* **GIVEN EXERCISE**: Return only the line that contains "ripening tomato on this basis." and each line after it, through the last line of the data below, copied exactly.
-- start of EXTRACTED INFORMATION --
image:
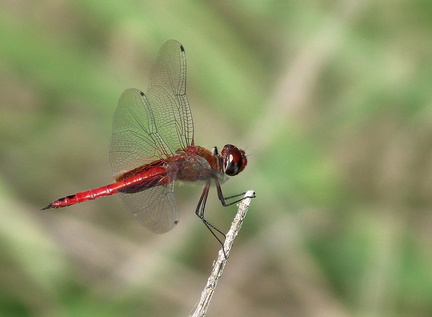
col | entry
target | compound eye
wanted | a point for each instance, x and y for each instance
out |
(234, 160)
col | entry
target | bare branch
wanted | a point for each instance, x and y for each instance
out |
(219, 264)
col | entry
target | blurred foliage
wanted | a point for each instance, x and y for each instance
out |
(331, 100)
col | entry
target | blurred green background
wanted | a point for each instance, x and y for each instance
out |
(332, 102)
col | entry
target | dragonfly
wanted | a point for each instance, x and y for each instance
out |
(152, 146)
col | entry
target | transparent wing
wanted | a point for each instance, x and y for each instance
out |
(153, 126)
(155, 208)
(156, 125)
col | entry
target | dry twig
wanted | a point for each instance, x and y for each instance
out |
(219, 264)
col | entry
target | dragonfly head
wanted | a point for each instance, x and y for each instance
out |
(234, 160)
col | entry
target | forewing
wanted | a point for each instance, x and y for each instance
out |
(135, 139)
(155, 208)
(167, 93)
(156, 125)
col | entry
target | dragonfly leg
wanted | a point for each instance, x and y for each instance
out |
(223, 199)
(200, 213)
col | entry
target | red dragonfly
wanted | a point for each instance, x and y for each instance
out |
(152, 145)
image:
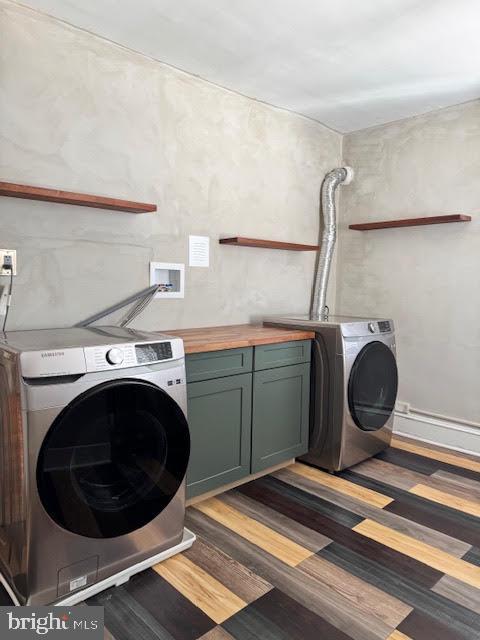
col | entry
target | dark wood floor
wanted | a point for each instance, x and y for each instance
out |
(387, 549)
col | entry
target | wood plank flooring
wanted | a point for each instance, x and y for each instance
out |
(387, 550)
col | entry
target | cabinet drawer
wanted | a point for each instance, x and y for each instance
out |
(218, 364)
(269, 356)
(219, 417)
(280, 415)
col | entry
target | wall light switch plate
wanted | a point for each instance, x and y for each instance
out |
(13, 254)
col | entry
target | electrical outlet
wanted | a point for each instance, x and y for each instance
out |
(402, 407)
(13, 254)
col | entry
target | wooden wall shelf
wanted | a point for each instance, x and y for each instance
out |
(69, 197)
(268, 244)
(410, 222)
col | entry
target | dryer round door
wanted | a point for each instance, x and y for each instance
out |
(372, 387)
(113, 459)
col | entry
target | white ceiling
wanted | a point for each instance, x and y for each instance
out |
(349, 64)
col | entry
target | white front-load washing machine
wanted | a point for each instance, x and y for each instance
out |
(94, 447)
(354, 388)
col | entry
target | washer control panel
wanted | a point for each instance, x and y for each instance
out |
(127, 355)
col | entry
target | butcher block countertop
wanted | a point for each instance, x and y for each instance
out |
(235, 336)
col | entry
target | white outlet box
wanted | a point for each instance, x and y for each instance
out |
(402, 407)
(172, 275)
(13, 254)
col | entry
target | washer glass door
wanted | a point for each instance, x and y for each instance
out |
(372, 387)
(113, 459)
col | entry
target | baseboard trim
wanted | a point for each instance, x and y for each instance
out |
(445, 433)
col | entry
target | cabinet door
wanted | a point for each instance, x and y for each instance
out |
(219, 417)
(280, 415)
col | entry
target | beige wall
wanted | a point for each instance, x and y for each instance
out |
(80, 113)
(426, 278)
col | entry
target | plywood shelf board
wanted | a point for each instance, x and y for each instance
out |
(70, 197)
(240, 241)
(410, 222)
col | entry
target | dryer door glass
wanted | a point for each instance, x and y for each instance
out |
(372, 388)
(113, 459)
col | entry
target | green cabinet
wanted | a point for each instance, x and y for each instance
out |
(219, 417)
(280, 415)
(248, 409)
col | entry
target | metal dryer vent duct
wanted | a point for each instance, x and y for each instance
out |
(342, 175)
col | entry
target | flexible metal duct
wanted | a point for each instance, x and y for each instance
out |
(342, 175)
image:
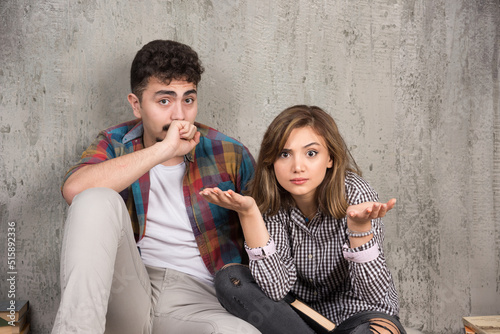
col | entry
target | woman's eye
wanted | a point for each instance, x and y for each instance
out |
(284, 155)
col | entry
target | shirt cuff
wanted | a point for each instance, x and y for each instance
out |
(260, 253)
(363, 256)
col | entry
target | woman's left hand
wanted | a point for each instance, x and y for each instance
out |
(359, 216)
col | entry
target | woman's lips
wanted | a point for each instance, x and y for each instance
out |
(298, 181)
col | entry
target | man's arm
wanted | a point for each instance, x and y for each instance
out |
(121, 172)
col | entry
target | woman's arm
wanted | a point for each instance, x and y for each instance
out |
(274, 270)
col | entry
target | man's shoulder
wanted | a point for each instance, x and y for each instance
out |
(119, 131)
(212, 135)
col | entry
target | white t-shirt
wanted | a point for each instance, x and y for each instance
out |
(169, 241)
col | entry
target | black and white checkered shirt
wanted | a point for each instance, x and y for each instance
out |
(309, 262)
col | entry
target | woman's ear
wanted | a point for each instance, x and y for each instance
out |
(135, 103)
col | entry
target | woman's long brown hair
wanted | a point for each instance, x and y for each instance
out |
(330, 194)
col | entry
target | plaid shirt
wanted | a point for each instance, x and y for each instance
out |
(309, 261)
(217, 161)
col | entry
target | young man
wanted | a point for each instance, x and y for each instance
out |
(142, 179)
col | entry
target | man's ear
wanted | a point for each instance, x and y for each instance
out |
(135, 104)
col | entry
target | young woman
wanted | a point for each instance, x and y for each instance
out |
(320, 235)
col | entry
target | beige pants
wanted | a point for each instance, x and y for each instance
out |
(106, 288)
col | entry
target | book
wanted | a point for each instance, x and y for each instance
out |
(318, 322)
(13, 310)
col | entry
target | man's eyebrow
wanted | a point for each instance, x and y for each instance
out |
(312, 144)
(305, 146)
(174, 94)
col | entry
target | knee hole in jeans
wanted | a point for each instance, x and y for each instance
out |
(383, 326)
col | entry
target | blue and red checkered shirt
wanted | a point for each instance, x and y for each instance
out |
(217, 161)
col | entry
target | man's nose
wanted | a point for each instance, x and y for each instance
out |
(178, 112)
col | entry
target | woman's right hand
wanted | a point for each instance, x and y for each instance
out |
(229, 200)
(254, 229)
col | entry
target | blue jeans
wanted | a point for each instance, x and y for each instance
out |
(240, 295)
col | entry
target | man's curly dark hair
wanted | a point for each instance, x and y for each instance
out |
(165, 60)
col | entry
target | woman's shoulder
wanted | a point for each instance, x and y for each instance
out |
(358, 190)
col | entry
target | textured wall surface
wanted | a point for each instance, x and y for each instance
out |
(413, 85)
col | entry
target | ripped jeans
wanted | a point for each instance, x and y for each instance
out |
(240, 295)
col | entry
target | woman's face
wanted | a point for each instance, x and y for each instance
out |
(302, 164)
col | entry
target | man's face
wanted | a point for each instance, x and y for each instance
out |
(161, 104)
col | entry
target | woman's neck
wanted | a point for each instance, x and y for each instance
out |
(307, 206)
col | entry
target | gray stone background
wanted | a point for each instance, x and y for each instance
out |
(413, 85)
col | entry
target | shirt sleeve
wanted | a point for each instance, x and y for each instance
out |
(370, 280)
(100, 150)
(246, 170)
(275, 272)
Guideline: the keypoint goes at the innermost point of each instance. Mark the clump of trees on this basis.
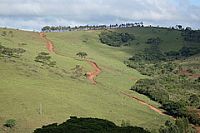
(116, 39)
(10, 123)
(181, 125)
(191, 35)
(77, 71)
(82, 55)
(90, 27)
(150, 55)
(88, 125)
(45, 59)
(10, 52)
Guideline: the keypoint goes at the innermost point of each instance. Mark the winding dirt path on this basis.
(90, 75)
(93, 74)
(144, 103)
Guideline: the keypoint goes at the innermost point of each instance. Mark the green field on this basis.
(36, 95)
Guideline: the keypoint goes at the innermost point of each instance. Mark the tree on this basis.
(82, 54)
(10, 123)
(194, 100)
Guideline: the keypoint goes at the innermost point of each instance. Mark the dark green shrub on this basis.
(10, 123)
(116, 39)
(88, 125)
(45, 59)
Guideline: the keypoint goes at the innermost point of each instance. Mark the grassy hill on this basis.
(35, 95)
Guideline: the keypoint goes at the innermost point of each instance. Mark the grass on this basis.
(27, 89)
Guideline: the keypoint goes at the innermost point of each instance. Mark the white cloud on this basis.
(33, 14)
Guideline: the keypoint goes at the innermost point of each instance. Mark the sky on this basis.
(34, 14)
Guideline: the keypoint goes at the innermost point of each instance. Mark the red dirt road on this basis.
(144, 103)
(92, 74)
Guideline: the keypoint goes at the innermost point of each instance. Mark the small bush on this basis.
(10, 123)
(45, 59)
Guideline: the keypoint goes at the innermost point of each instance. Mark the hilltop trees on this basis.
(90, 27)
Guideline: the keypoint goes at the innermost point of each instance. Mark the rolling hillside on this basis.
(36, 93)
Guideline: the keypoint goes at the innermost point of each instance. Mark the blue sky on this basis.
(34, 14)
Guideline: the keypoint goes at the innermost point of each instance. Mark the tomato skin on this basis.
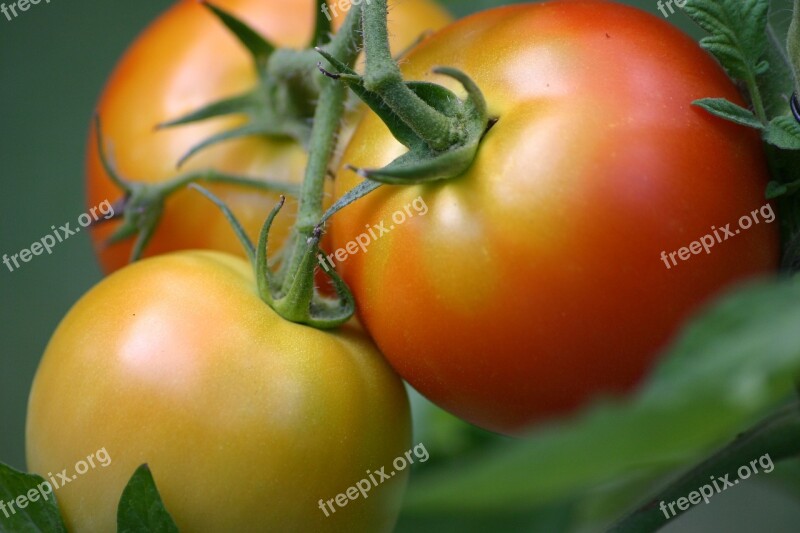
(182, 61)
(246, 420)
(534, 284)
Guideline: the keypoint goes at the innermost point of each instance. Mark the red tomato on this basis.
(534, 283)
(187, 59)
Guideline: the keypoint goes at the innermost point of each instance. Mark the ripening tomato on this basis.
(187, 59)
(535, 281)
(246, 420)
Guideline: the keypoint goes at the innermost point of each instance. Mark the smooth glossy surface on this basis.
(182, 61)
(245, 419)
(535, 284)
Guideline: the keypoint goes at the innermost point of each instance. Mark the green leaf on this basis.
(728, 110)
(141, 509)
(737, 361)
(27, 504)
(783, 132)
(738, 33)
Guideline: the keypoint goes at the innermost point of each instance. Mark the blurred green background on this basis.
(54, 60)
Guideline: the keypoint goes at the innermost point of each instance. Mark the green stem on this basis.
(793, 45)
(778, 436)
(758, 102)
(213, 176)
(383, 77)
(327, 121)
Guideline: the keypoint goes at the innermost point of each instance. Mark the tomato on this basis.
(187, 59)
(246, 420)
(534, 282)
-- end of EXTRACTED INFORMATION --
* **TASK OUTPUT**:
Guideline: the keypoint goes at the innermost point of each instance. Mark the ripening tomato on this basis.
(187, 59)
(535, 281)
(246, 420)
Guideline: the keypoint goes at the innermost point of each instance. Mark the smooth glossy surface on this basis.
(182, 61)
(245, 419)
(535, 284)
Guideline: the keypoint goes at the innermost point of each instance. Mark the green leaf on this basis.
(728, 110)
(141, 509)
(737, 361)
(27, 504)
(783, 132)
(738, 33)
Guideline: the keypoint goes at the innermost point of each instance. Mark the blurred green background on this basis.
(54, 60)
Guideline: the keypoint goes at the innermost point of each instance. Mark the green stem on this basis.
(793, 45)
(778, 436)
(758, 102)
(213, 176)
(383, 77)
(327, 121)
Guideline: the keypoint goes at the innermost point of each instance. Mark the tomato on this basis.
(187, 59)
(246, 420)
(534, 282)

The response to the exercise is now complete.